Copy the data that follows exactly. Include no pictures.

- _INFORMATION PROVIDED_:
=======
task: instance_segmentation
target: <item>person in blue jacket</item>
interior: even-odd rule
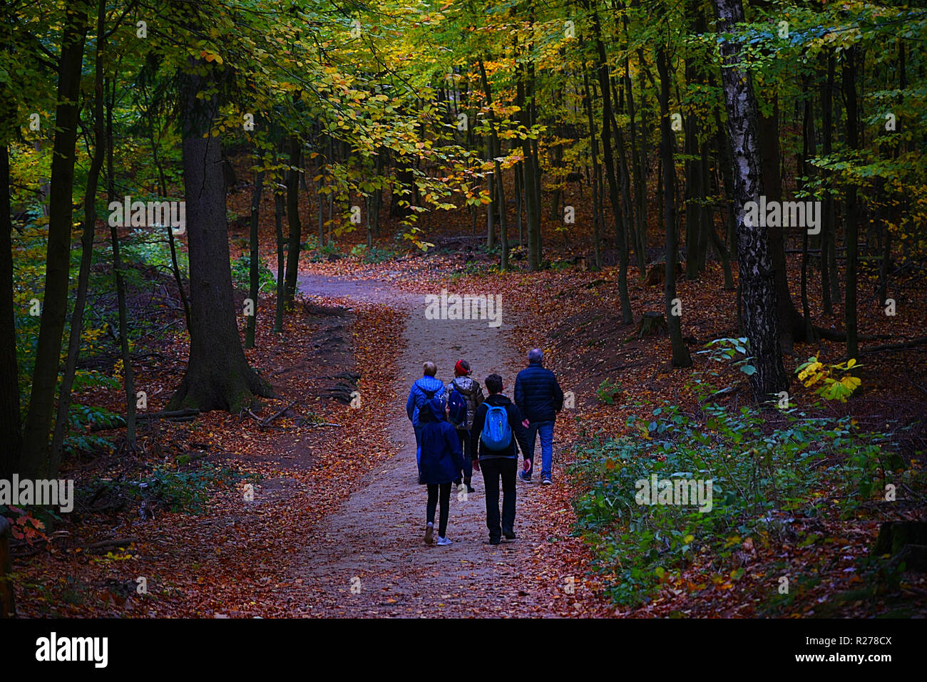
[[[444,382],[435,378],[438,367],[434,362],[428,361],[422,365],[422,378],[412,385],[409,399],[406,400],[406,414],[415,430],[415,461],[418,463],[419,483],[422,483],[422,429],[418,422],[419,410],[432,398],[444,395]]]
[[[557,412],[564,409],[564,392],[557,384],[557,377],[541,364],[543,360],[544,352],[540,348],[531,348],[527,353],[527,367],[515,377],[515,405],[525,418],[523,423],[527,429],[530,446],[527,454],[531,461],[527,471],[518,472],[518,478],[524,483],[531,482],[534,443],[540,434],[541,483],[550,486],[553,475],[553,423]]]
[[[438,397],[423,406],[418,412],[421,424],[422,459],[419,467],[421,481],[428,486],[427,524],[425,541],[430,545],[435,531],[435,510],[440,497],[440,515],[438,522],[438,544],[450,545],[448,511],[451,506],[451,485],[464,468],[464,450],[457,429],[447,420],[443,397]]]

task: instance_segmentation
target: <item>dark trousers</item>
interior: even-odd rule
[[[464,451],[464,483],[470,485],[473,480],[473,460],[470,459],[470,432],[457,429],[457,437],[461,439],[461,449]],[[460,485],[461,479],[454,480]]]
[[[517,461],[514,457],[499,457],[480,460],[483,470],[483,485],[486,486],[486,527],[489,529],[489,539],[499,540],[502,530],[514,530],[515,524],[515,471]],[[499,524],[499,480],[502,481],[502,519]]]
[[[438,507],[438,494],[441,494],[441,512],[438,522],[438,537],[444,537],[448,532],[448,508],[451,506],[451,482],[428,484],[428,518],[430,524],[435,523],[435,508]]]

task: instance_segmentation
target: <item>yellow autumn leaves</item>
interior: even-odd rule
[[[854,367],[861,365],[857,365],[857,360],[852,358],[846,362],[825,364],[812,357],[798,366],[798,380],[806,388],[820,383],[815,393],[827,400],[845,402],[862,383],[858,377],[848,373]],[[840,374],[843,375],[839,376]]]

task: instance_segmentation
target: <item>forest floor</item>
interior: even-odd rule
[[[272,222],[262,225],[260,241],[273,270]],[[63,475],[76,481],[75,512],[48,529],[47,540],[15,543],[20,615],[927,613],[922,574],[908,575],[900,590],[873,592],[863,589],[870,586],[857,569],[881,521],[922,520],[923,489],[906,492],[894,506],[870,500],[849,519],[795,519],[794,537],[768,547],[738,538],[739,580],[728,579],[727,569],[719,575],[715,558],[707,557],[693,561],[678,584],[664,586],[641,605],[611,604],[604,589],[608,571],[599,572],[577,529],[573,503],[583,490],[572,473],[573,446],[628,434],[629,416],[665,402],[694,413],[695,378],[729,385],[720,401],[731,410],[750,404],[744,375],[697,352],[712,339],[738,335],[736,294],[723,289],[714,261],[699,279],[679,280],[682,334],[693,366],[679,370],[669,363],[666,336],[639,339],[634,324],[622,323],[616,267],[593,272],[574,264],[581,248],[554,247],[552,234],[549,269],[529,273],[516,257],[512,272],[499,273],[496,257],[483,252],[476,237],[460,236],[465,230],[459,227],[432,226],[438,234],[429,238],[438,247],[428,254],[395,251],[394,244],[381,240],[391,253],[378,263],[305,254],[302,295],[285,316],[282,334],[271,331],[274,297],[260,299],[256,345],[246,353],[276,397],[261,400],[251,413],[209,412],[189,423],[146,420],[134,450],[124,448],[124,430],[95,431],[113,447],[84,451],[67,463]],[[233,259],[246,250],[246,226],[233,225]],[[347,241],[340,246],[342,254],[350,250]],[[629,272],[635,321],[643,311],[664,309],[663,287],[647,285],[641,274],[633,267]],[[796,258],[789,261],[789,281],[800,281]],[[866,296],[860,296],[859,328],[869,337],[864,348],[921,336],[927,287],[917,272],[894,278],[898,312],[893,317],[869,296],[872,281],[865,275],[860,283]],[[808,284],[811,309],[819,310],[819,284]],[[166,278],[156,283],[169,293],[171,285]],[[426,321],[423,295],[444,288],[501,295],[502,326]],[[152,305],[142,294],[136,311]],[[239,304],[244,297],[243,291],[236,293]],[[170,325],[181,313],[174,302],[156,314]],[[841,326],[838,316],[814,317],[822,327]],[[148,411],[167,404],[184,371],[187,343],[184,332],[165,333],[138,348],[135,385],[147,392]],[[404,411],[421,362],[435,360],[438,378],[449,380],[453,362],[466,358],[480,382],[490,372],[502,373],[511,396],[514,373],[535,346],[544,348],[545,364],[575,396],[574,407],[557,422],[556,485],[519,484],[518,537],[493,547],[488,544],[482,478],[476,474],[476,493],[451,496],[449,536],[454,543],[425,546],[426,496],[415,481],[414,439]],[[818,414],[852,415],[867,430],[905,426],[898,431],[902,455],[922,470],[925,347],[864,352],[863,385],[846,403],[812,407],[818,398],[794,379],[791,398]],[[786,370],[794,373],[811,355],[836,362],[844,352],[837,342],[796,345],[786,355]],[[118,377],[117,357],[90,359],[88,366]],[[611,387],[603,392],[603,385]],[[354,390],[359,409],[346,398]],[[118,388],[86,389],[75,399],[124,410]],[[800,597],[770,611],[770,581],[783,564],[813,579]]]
=======
- _THE OUTPUT_:
task: instance_segmentation
target: <item>person in blue jacket</item>
interior: even-odd rule
[[[444,382],[435,378],[438,367],[434,362],[428,361],[422,365],[422,378],[412,385],[409,399],[406,400],[406,414],[415,430],[415,461],[418,463],[419,483],[422,483],[422,429],[418,422],[419,410],[432,398],[444,395]]]
[[[557,412],[564,409],[564,392],[557,384],[557,377],[541,364],[543,360],[544,352],[540,348],[531,348],[527,353],[527,367],[515,377],[515,405],[525,418],[523,423],[527,429],[530,446],[527,454],[531,461],[527,471],[518,472],[518,478],[524,483],[531,482],[534,443],[540,434],[541,483],[550,486],[553,475],[553,423]]]
[[[438,397],[423,406],[418,412],[421,424],[422,459],[419,467],[421,481],[428,486],[427,524],[425,541],[430,545],[435,531],[435,510],[440,497],[440,515],[438,522],[438,544],[450,545],[448,511],[451,506],[451,485],[464,468],[464,450],[457,429],[447,420],[443,397]]]

task: instance_segmentation
target: <item>dark trousers</item>
interior: even-odd rule
[[[464,451],[464,483],[470,485],[473,480],[473,460],[470,459],[470,432],[457,429],[457,437],[461,439],[461,449]],[[460,485],[461,479],[454,480]]]
[[[517,461],[514,457],[499,457],[480,460],[483,470],[483,485],[486,486],[486,527],[489,529],[489,539],[499,540],[502,530],[514,530],[515,524],[515,471]],[[499,524],[499,480],[502,481],[502,519]]]
[[[438,507],[438,494],[441,494],[441,512],[438,522],[438,537],[444,537],[448,532],[448,508],[451,506],[451,482],[428,484],[428,518],[430,524],[435,523],[435,508]]]

task: instance_segmentation
target: <item>yellow autumn leaves</item>
interior: even-odd rule
[[[854,367],[861,365],[857,365],[857,360],[852,358],[846,362],[825,364],[812,357],[798,366],[798,380],[806,388],[820,383],[815,393],[827,400],[845,402],[862,383],[858,377],[848,373]],[[840,374],[843,375],[839,376]]]

task: instance_segmentation
target: <item>forest floor</item>
interior: even-odd rule
[[[272,222],[262,225],[260,241],[273,270]],[[63,475],[76,481],[75,512],[48,529],[47,540],[15,543],[20,615],[927,613],[922,574],[908,575],[900,590],[873,592],[863,589],[870,586],[857,569],[881,521],[922,520],[923,489],[906,492],[894,506],[870,500],[849,519],[795,519],[794,537],[768,547],[738,538],[739,580],[728,579],[727,569],[719,575],[715,558],[707,557],[693,561],[678,584],[664,586],[641,605],[611,604],[604,589],[608,571],[599,572],[577,529],[573,503],[583,490],[572,473],[573,446],[628,434],[629,416],[665,402],[694,413],[695,378],[729,385],[720,401],[731,410],[750,404],[744,375],[697,352],[712,339],[738,335],[736,294],[723,289],[714,261],[699,279],[679,280],[682,334],[693,366],[679,370],[669,363],[666,336],[639,339],[634,324],[622,323],[616,267],[593,272],[574,264],[581,248],[554,247],[552,234],[549,269],[529,273],[516,257],[512,272],[499,273],[496,257],[483,252],[476,237],[460,236],[465,230],[459,227],[432,226],[438,234],[429,238],[438,247],[428,254],[395,251],[394,244],[381,240],[391,253],[378,263],[305,254],[302,295],[285,316],[282,334],[271,331],[274,297],[260,299],[256,345],[246,353],[276,397],[261,400],[251,413],[209,412],[189,423],[146,420],[134,450],[124,448],[124,430],[95,431],[113,447],[84,451],[67,463]],[[233,259],[246,250],[246,226],[233,225]],[[347,241],[340,246],[342,254],[350,250]],[[629,272],[635,321],[643,311],[664,309],[663,287],[647,285],[641,274],[633,267]],[[796,258],[789,261],[789,281],[800,281]],[[866,296],[860,296],[859,328],[869,337],[864,348],[921,336],[927,287],[917,272],[894,278],[898,312],[893,317],[869,296],[872,281],[865,275],[860,283]],[[808,284],[811,309],[819,310],[819,284]],[[166,278],[156,283],[169,293],[171,285]],[[426,321],[423,295],[444,288],[501,295],[502,326]],[[152,305],[142,294],[136,311]],[[239,304],[244,297],[243,291],[236,293]],[[170,325],[181,313],[174,302],[156,314]],[[841,326],[838,316],[814,317],[822,327]],[[148,411],[167,404],[184,371],[187,343],[184,332],[165,333],[138,348],[135,385],[147,392]],[[404,411],[421,362],[435,360],[438,378],[449,380],[453,362],[466,358],[480,382],[490,372],[502,373],[511,396],[514,373],[535,346],[544,348],[545,364],[575,396],[574,407],[557,422],[556,485],[519,484],[518,537],[493,547],[488,544],[482,478],[476,474],[476,493],[451,496],[449,536],[454,543],[425,546],[426,496],[415,481],[414,439]],[[818,414],[852,415],[867,430],[905,426],[898,431],[902,455],[922,470],[925,347],[864,352],[863,385],[846,403],[812,407],[818,398],[794,379],[791,398]],[[786,370],[794,373],[811,355],[836,362],[844,352],[837,342],[796,345],[786,355]],[[118,377],[117,357],[90,359],[88,366]],[[611,387],[603,392],[603,385]],[[354,390],[359,409],[346,398]],[[118,388],[86,389],[75,399],[124,410]],[[800,597],[770,611],[770,581],[783,564],[813,579]]]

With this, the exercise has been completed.